** Opening The records block **

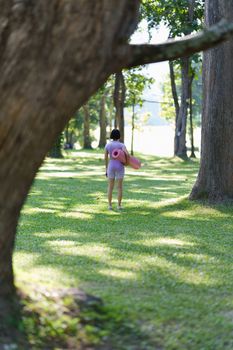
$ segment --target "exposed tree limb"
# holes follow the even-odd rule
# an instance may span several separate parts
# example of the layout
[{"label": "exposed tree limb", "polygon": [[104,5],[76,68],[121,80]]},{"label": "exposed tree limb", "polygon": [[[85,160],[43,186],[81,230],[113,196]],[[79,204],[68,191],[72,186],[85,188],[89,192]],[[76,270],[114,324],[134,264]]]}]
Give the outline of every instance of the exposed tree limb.
[{"label": "exposed tree limb", "polygon": [[121,48],[118,57],[121,68],[142,64],[175,60],[195,52],[209,49],[233,35],[233,23],[225,19],[201,33],[188,35],[179,40],[168,40],[158,45],[127,45]]}]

** Closing The records block **

Work instructions. Retype all of the material above exactly; the pictures stay out.

Response box.
$ segment --target "exposed tree limb"
# holes follow the even-odd rule
# an instance may span several separate parts
# example of the layout
[{"label": "exposed tree limb", "polygon": [[104,5],[76,68],[121,80]]},{"label": "exposed tree limb", "polygon": [[[85,160],[43,186],[81,230],[113,196]],[[79,204],[68,191],[72,186],[85,188],[89,192]],[[76,270],[114,324],[134,264]]]}]
Give the outline of every instance of the exposed tree limb.
[{"label": "exposed tree limb", "polygon": [[121,48],[118,57],[121,68],[142,64],[175,60],[195,52],[209,49],[233,35],[233,23],[225,19],[201,33],[188,35],[179,40],[168,40],[158,45],[127,45]]}]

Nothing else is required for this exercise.